[BEGIN]
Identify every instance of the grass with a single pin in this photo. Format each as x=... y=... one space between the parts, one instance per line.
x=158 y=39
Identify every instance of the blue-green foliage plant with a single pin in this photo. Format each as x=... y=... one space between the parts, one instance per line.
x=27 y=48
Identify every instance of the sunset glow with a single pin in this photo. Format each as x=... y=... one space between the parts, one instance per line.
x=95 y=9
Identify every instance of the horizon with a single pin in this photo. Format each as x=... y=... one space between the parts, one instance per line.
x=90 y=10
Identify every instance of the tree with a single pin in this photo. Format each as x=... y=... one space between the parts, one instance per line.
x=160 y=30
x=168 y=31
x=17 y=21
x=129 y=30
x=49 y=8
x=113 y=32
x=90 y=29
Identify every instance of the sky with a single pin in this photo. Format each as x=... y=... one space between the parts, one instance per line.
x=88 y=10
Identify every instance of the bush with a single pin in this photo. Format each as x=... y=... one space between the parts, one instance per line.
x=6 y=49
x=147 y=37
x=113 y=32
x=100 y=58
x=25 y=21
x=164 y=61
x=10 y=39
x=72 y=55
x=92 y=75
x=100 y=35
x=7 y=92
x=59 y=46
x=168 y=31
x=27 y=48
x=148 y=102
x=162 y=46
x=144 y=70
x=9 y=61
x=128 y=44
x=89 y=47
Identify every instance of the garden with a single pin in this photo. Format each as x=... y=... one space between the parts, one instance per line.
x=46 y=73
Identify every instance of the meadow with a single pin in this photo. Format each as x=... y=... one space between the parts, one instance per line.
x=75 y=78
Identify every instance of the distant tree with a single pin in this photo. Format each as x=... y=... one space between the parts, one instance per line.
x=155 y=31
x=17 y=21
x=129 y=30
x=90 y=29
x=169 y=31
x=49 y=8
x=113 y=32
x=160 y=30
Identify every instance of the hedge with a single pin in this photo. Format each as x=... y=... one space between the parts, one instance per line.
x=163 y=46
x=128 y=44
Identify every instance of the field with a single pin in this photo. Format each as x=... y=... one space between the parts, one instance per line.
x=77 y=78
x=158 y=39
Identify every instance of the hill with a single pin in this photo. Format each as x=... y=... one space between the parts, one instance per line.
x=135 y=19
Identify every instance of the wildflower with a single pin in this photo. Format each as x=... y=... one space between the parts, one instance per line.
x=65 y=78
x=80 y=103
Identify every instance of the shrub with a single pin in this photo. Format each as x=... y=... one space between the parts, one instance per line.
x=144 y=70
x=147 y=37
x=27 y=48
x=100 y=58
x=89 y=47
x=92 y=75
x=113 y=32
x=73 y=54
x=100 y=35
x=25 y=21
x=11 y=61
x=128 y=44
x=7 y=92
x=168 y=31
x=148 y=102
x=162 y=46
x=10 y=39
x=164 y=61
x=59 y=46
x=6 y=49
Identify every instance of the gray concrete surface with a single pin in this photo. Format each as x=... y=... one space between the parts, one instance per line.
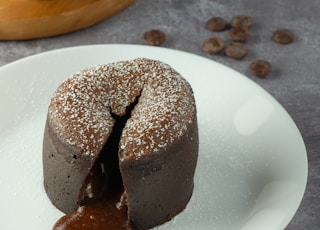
[END]
§ **What you should do**
Give every line of the rows above as a JSON list of strings, one string per line, skipping blank lines. Leave the pictures out.

§ **Answer to the exercise**
[
  "Identify every instance of the grass with a single pin in this photo. Format each as x=... y=... one space between the parts, one instance per line.",
  "x=158 y=39",
  "Identify every instance of the blue-green foliage plant with a single pin in this photo. Format each as x=... y=... one space between the parts, one instance per line.",
  "x=27 y=48",
  "Identify every instance of the sunset glow with a single pin in this photo. Format each as x=... y=... one space between the parts, one instance per line.",
  "x=95 y=9",
  "Identify every instance of the horizon with a single pin in this photo. Format each as x=... y=... one space between the parts, one instance per line.",
  "x=90 y=10",
  "Identify every instance of the tree with a single pin in this photo. Format each as x=... y=... one space between the parts, one instance per line.",
  "x=160 y=30",
  "x=168 y=31",
  "x=17 y=21",
  "x=129 y=30",
  "x=49 y=8",
  "x=113 y=32",
  "x=90 y=29",
  "Identify every instance of the sky with a single pin in this photo. Format each as x=... y=... one space between the parts, one instance per line.",
  "x=88 y=10",
  "Identify every instance of the bush with a single pin in this photo. Format each as x=... y=... one space between the parts, one instance per line.",
  "x=6 y=49",
  "x=147 y=37",
  "x=113 y=32",
  "x=100 y=58",
  "x=25 y=21",
  "x=164 y=61",
  "x=10 y=39",
  "x=72 y=55",
  "x=92 y=75",
  "x=100 y=35",
  "x=7 y=92",
  "x=59 y=46",
  "x=168 y=31",
  "x=27 y=48",
  "x=148 y=102",
  "x=162 y=46",
  "x=144 y=70",
  "x=9 y=61",
  "x=128 y=44",
  "x=89 y=47",
  "Identify every instance of the garden with a single pin in this photo. Format each as x=... y=... one space between the parts, one instance per line.",
  "x=46 y=73",
  "Identify every instance of the meadow with a single pin in this photo. Format each as x=... y=... one space between the parts, one instance per line.",
  "x=75 y=78",
  "Identify every instance of the distant tree with a single pin in this photo. Format each as x=... y=... one space between the parts, one instance per line.",
  "x=155 y=31",
  "x=17 y=21",
  "x=129 y=30",
  "x=90 y=29",
  "x=169 y=31",
  "x=49 y=8",
  "x=113 y=32",
  "x=160 y=30",
  "Identify every instance of the hedge with a single pin in this photo. Format each as x=... y=... one space between the parts, one instance per line.",
  "x=163 y=46",
  "x=128 y=44",
  "Identify every instance of the field with a single pin in this photo. Format each as x=... y=... one space between the parts, one instance per line.",
  "x=77 y=78",
  "x=158 y=39",
  "Identify every instance of the hill with a single pin in this photo. Format each as x=... y=... one space between the parts, one instance per line.",
  "x=135 y=19",
  "Identify every instance of the wildflower with a single pin in this photo. Format each as x=... y=... one space between the parts, one instance per line.",
  "x=65 y=78",
  "x=80 y=103",
  "Identify every instance of the shrub with a single pin in this photo. Format each as x=... y=... one space between the parts, one instance per line.",
  "x=144 y=70",
  "x=147 y=37",
  "x=27 y=48",
  "x=100 y=58",
  "x=89 y=47",
  "x=92 y=75",
  "x=113 y=32",
  "x=73 y=54",
  "x=100 y=35",
  "x=25 y=21",
  "x=11 y=61",
  "x=128 y=44",
  "x=7 y=92",
  "x=168 y=31",
  "x=148 y=102",
  "x=162 y=46",
  "x=10 y=39",
  "x=164 y=61",
  "x=59 y=46",
  "x=6 y=49",
  "Identify every instance of the gray concrete surface with a single pin in this photo. Format each as x=... y=... one space between the parts, one instance per line."
]